Traditionally, research has shown, Vibrio vulnificus is limited to especially salty waters with surface temperatures higher than 55 degrees Fahrenheit. In the United States, the only waters that have supported Vibrio vulnificus populations are those along the Gulf of Mexico, such as Texas and Louisiana, particularly from May to October.

Let’s be real – nobody wants to get anywhere remotely near a body of water that is known to have exposed people to bacterial infections that eat away at their flesh. However, there have traditionally been far more than just five cases of Vibrio vulnificus infections in the United States every two years. According to the Centers for Disease Control and Prevention, people in the United States suffer roughly 205 infections of the bacteria on an annual basis, or some 410 infections every two years – not just five of them.

Although swimming in waters that are known to host the bacteria can cause infection, the most prevalent means of catching a Vibrio vulnificus infection is by consuming shellfish that hasn’t been cooked thoroughly enough. In most cases of infections caused by this flesh-eating bacteria, shellfish are to blame.

++++++

**Task description**
Write the next few paragraphs of the passage on Vibrio vulnificus, picking up after its final sentence.

(Referring expression data)
++++++

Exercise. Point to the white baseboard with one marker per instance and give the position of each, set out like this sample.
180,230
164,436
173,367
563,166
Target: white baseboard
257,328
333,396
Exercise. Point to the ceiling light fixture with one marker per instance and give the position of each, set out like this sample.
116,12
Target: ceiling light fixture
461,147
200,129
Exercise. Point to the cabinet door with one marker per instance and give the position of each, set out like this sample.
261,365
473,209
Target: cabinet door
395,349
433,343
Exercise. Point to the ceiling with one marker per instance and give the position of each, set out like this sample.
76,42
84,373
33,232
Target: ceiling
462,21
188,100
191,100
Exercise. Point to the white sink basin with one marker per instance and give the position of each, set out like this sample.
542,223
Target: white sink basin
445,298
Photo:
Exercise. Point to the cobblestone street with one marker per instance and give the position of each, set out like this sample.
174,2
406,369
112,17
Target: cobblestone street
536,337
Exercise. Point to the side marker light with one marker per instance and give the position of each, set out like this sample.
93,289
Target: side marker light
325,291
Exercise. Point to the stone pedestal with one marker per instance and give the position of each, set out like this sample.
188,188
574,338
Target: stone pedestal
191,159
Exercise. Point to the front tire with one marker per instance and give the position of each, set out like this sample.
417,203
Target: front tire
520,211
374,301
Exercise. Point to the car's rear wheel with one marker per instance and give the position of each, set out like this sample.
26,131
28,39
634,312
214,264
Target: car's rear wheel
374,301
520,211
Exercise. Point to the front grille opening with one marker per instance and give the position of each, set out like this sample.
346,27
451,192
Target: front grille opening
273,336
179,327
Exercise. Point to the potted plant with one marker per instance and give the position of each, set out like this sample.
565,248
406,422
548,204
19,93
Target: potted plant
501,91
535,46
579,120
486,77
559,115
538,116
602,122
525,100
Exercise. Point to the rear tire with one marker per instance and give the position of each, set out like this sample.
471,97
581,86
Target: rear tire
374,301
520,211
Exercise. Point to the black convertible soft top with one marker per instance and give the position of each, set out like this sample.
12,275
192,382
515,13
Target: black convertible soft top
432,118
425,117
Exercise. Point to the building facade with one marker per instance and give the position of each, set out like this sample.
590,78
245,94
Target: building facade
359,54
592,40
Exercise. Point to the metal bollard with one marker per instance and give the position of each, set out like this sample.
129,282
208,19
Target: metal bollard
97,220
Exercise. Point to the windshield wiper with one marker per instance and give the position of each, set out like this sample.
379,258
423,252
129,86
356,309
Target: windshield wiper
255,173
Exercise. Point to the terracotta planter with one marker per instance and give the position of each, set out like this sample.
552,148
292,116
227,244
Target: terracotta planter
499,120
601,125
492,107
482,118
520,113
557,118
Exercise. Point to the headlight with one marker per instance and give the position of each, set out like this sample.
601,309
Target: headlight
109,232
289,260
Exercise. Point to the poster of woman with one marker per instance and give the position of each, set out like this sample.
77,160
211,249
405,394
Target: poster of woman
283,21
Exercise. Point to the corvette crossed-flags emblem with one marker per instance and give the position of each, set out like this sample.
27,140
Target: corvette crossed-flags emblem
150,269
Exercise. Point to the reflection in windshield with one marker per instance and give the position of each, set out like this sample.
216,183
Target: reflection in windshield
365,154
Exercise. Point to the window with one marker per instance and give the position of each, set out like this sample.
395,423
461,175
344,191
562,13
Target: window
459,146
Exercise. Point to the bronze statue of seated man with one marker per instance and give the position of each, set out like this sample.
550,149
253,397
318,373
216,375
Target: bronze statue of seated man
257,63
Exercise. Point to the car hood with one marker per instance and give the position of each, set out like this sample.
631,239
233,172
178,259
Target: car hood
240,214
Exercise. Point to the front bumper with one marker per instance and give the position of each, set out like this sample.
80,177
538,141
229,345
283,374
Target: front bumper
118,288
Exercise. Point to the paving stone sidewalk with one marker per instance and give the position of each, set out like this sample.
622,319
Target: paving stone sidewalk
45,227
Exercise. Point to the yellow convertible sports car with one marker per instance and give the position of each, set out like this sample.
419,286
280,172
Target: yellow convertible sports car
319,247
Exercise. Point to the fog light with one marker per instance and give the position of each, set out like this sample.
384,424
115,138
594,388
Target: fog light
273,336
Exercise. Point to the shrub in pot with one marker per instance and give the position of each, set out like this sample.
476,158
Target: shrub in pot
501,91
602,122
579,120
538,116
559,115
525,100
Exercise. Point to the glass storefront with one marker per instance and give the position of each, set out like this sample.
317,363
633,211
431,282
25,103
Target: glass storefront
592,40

++++++

**Answer to this task**
The Centers for Disease Control and Prevention have, in fact, linked cases of Vibrio vulnificus infection to the East Coast in the past, though such infections are very rare. Researchers believe that the reason why instances of this ailment stemming from the Delaware Bay and surrounding areas is because of climate change, which has resulted in warmer oceans, among many other things.

According to Cooper University Health Care’s very own infectious disease specialist Katherine Doktor, Cooper University Hospital, which is located in Camden, New Jersey, had treated all of the five patients mentioned in the aforementioned study. Doktor further stated that, in the eight years before the two-year stint that saw five Vibrio vulnificus infections throughout the Delaware Bay, only one acute such case had been treated by Cooper University Hospital.